*** Fragmento ***
En su primera juventud logró ponerse un almacén. Se las arreglaba, pero todavía no manejaba el castellano. Creía que la palabra “boludo” era un mote cariñoso, como “gordito”. Cuando las vecinas venían a comprarle con el hijo en brazos, Yun pellizcaba suavemente el cachete del niño y decía con dulzura: “Qué lindo boludito”. Perdió varios clientes hasta comprender el sentido de una de las expresiones más clásicas de los argentinos.

Los primeros inmigrantes coreanos registrados en el siglo XX llegaron a partir de 1940, pero apenas por decenas; eran individuos sin familia, casi exclusivamente varones. Unos diez llegaron escapando de la guerra entre Corea del Sur y Corea del Norte, en 1950.
En 1965 llegaron a la Argentina las primeras familias coreanas. Eran veinte y constituían un total de unas cien personas. Se instalaron directamente en el campo, en Lamarque, provincia de Río Negro, dentro de un programa de inmigración agraria. La mayoría de ellos recaló finalmente en Capital Federal, aunque no sería sino hasta los ‘80 cuando se establecieron de a miles en el Once.

Los coreanos que desembarcaban en la Capital Federal en los primeros años de la década del 80 llegaban de Corea del Sur, con dólares frescos y capacidad económica como para realquilar o comprar los locales de los vecinos en crisis. Se expandieron rápidamente en el ramo textil. Entre los ‘80 y la actualidad han funcionado miles de talleres textiles de dueños coreanos, la mayoría de ellos con local de venta en el Once.

Para muchos coreanos, la Argentina era una escala intermedia con Estados Unidos como destino final, y las recurrentes crisis económicas alentaron esta dirección. Pero otros tantos se quedaron para siempre entre Tucumán, Junín, Sarmiento y Pueyrredón. Hoy los coreanos en la Argentina son alrededor de 20.000, y el 98 por ciento vive en Capital Federal.

Cuando la crisis del 2001, la caída de la convertibilidad, la caída de De la Rúa y el desesperante caos social, me acordé de Polo. En realidad, siempre me acuerdo de él. Pero en esa ocasión me acordé específicamente de aquel comentario cuando entrevistamos a Yun: “Vamos a pegarnos a ellos, porque los están tratando muy mal”.
*** Contenido del conjunto ***
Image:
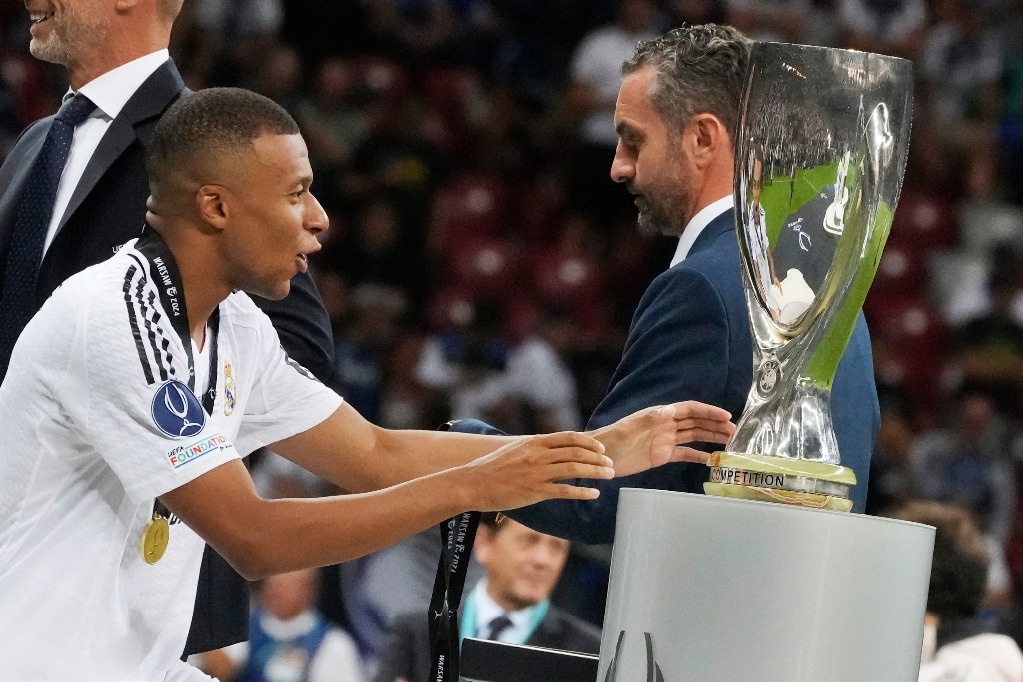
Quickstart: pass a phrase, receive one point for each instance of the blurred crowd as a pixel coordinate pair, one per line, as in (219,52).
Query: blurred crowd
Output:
***
● **Consigna**: Enumera, en el orden en que aparecen, todos los años escritos con cuatro cifras en el fragmento.

● **Resolución**: 1940, 1950, 1965, 2001